**ACTIONS TO TAKE:**
**1)** Summarize the passage on commodity shocks in three sentences.
**2)** Write what comes next in the passage on commodity shocks, starting after its final sentence.

**SUPPLIED PASSAGE:**
Throughout history, commodities have been subjected to a multitude of shocks that could affect both demand and supply of commodities. Some shocks are permanent in nature: our research finds that this type of shock accounts for two-thirds of agricultural price variability but less than half of industrial commodity price variability over the past fifty years. Others are transitory. Base metals, for example, are most affected by economic swings because of their heavy use in highly cyclical industries. 

The nature of commodity shocks

Transitory shocks can originate from recessions, such as the 2009 global financial crisis and the 1997 East Asian financial crisis (both of which impacted a wide range of commodities), trade tensions (such as in 2018-19, and of special relevance to metals and soybeans), or bans on grain exports during 2007 and 2011. They can also arise from ad-verse weather conditions, most common to agriculture, such as El Niño and La Niña episodes or drought-related production shortfalls (such as grains in 1995 and coffee in 1975 and 1985). Transitory shocks can also result from accidents (e.g., the 2019 Vale accident in Brazil which disrupted iron ore supplies), conflicts (e.g., the first Gulf war, when Iraq/Kuwait oil production was halted), or terrorist attacks (e.g., on the Saudi oil facilities in 2019, which halted oil exports temporarily).

Shocks can also exert a permanent impact on commodity markets. For example, the shale technology shock in the natural gas and oil industries rendered the United States a net energy exporter in 2019, for the first time since 1952. The biotechnology shock of the 1990s increased crop productivity by more than 20 percent. Policy shocks can also have long-lasting impacts. Examples include government efforts to encourage biofuel production, which caused a 4 percent shift of global land from food to biofuel production; interventions in agricultural markets by most OECD countries, which put long-term downward pressures on food prices; and OPEC’s decisions to reduce oil supplies.

Shocks, especially those related to energy markets, often propagate other shocks. For example, the COVID-19 oil demand shock, which caused an estimated 10 percent decline in oil consumption during 2020, triggered a policy-driven supply shock of similar magnitude by the OPEC-plus group of a 9.7 mb/d oil production cut in April 2020. The oil price increases of the mid-2000s (driven by EMDE demand, OPEC supply cuts, and geopolitical concerns) rendered shale technology profitable, pushed up the costs of food production, and set the stage for biofuel policies. Following the oil price collapse of 2014, food production costs declined, but production of shale (through innovation) and biofuels (diverted from food commodities) appear to have a permanent character.

**DATA FOR ANALYSIS:**
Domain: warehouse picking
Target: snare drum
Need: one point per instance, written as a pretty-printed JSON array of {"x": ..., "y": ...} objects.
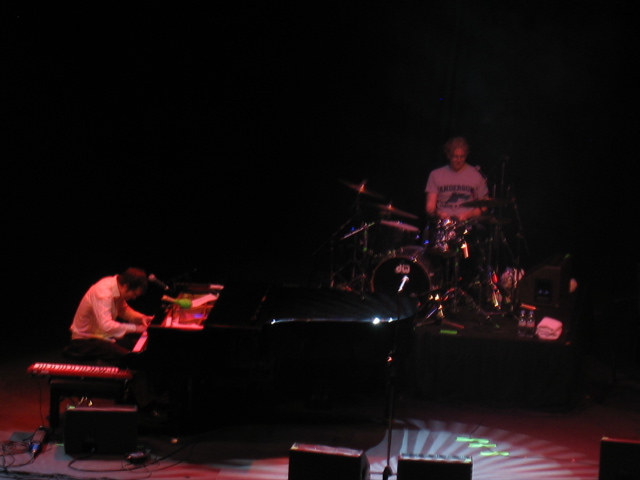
[
  {"x": 407, "y": 270},
  {"x": 444, "y": 237},
  {"x": 390, "y": 235}
]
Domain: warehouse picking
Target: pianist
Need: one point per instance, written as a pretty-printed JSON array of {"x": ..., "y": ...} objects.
[{"x": 104, "y": 325}]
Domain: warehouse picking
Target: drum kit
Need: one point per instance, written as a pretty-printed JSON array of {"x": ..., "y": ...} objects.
[{"x": 443, "y": 266}]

**REPLIES:**
**1)** Commodities have faced many shocks to demand and supply, some permanent and some transitory, and permanent ones account for two-thirds of agricultural price variability but less than half of industrial commodity price variability over the past fifty years. Transitory shocks can come from recessions, trade tensions, export bans, adverse weather, accidents, conflicts, or terrorist attacks, while permanent ones include technology shocks such as shale and biotechnology and policy shocks such as biofuel support, OECD agricultural interventions, and OPEC supply cuts. Shocks, especially energy-related ones, often propagate other shocks, as when the COVID-19 oil demand shock triggered an OPEC-plus production cut of 9.7 mb/d in April 2020.

**2)**
How much do transitory and permanent shocks contribute to commodity price variability?

Permanent and transitory shocks account for roughly equal shares. On average across commodities, permanent shocks accounted for 47 percent of price variability. Of the remainder (i.e., transitory shocks), medium-term cycles (i.e. cycles with periodicity be-tween 8-20 years) accounted for 32 percent of price variability, and business cycles (i.e., cycles with periodicity of 2-8 years) for 17 percent. Only a small portion (4 percent) of price variability is due to short term fluctuations. The large role of the permanent component is in line with the findings of research into commodity price supercycles. Furthermore, the predominance of the medium-term cycle in the transitory component is in line with recent research that finds a greater role of medium-term cycles than shorter business cycles in output fluctuations or domestic financial cycles.

Figure 1: Price variation according to type of shock

Figure 1: Price variation according to type of shock

The composition of transitory shocks differed across commodities. Shocks at medium-term frequency accounted for 55 and 27 percent of price variability in energy and metals, respectively, and only 14 percent for agriculture. In contrast, business cycles accounted for 24 percent of price variability for metals. This greater contribution of business cycle shocks to metal commodity price fluctuations is in line with the strong response of metal consumption to industrial activity. Some of the commodities that exhibited the highest contribution of transitory shocks to price variability are used mainly within the transportation sector. For example, nearly two-thirds of crude oil is used for transportation, three-quarters of natural rubber goes to tire manufacturing, and half of platinum is used in the production of catalytic converters.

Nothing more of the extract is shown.